_Required action_
Give the number of lines in the data that contain the word "roof"; no other text is needed.

_Data_
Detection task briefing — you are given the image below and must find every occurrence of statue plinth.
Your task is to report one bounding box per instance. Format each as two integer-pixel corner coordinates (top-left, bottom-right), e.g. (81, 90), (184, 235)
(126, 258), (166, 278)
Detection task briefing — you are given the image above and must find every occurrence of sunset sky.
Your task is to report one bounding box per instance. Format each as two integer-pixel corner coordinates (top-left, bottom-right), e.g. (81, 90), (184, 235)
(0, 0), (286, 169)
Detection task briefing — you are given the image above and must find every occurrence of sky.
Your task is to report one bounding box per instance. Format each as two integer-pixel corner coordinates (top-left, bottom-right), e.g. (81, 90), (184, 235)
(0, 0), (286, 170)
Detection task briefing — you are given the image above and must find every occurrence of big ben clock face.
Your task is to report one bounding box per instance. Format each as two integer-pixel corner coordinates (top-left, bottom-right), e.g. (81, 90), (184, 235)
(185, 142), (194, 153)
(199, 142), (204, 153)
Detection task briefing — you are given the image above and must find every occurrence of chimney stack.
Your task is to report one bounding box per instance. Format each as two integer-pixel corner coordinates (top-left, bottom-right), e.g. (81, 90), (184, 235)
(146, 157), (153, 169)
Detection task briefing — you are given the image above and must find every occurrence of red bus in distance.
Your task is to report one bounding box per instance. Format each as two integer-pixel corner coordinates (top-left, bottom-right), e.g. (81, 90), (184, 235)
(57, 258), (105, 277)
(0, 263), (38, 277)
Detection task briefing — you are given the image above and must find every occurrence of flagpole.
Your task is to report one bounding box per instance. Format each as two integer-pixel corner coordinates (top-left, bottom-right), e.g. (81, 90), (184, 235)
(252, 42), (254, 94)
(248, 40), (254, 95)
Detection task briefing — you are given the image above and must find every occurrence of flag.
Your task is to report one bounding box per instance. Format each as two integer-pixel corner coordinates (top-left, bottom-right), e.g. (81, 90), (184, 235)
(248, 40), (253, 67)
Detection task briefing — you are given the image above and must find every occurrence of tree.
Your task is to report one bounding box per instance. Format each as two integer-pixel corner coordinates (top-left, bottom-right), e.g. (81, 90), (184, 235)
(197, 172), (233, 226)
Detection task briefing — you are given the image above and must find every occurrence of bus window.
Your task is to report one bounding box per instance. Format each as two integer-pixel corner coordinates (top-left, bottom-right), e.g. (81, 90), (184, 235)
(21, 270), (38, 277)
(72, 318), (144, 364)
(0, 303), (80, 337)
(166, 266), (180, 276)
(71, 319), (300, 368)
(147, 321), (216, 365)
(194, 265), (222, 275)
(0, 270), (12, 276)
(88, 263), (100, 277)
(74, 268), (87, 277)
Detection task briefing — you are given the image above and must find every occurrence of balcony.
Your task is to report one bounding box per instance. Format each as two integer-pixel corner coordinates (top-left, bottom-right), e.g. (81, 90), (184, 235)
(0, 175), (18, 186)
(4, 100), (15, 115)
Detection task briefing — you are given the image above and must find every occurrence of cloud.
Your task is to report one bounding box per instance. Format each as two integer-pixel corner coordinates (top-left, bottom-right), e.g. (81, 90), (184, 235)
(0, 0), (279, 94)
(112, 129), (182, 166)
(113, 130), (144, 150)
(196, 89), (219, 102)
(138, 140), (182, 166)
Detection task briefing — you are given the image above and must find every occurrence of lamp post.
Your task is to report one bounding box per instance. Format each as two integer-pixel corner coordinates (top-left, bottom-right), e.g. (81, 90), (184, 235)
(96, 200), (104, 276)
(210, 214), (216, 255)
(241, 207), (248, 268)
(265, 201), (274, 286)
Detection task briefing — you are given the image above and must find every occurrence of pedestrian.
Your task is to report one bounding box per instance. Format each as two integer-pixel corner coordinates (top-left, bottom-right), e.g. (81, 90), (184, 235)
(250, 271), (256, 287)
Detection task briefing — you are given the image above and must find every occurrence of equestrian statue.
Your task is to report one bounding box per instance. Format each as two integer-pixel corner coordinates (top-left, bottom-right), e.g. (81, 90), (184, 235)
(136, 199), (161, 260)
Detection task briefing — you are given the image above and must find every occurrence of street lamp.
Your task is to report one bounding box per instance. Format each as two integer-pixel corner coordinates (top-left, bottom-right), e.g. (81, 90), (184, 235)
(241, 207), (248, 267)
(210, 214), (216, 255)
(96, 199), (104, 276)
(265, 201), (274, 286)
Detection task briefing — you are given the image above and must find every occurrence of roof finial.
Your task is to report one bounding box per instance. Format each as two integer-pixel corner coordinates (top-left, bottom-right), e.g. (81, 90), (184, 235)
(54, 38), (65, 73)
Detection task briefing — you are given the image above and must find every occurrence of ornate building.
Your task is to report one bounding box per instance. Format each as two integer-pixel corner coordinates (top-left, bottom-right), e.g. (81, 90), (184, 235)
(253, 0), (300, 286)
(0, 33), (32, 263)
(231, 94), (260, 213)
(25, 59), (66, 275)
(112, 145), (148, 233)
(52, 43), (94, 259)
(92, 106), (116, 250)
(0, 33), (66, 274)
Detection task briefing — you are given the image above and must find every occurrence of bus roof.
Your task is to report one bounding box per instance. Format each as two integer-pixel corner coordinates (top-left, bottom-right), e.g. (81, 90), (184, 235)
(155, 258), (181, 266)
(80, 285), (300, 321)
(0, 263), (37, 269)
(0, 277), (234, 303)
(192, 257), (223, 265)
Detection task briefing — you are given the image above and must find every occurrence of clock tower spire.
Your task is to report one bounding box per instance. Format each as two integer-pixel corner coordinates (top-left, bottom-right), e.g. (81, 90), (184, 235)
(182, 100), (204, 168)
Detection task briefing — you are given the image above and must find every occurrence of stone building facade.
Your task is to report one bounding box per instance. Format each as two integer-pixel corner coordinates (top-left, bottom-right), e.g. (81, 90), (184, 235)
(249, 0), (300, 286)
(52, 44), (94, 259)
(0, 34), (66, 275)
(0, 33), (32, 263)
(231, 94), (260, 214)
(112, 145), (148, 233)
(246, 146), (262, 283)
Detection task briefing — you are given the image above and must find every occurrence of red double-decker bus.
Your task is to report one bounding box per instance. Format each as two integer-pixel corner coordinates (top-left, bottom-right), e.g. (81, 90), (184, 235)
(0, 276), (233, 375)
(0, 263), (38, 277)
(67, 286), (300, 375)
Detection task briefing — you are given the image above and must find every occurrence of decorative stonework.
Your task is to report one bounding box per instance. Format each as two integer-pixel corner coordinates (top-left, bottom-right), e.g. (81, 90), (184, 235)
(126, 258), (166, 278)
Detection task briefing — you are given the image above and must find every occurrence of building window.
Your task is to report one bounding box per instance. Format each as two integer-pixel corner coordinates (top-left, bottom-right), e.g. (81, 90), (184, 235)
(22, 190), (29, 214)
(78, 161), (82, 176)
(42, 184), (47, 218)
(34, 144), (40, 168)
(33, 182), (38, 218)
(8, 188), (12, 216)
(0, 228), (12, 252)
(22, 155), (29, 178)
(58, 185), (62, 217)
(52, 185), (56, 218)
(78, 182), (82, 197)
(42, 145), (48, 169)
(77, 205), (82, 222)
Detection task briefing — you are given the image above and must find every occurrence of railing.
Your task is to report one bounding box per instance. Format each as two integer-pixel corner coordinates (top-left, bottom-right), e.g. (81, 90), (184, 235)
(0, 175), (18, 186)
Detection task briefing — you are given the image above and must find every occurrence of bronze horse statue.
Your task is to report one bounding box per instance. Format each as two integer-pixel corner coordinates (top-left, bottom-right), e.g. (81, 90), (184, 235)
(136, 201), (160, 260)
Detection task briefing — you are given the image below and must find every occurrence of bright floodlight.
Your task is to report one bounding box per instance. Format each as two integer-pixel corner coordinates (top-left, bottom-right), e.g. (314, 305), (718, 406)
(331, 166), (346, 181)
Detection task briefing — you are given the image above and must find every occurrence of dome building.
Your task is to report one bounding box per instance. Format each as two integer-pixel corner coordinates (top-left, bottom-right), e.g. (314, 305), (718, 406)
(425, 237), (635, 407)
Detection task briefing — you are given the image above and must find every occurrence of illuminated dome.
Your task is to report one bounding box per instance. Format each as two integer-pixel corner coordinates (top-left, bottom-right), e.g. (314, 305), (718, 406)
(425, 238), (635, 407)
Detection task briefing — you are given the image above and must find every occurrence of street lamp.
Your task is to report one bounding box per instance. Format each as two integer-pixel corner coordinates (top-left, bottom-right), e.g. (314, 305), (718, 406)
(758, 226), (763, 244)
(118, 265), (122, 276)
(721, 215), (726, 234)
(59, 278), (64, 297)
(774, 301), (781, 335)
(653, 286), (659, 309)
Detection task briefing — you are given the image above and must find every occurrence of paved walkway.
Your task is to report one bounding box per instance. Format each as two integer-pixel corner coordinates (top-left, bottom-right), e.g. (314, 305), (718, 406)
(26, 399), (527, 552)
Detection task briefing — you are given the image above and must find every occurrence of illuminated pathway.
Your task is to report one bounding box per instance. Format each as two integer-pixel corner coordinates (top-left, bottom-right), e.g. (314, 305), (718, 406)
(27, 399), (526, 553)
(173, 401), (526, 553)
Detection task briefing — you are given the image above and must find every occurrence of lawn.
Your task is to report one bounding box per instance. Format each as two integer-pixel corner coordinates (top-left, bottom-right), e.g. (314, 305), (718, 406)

_Response to the task_
2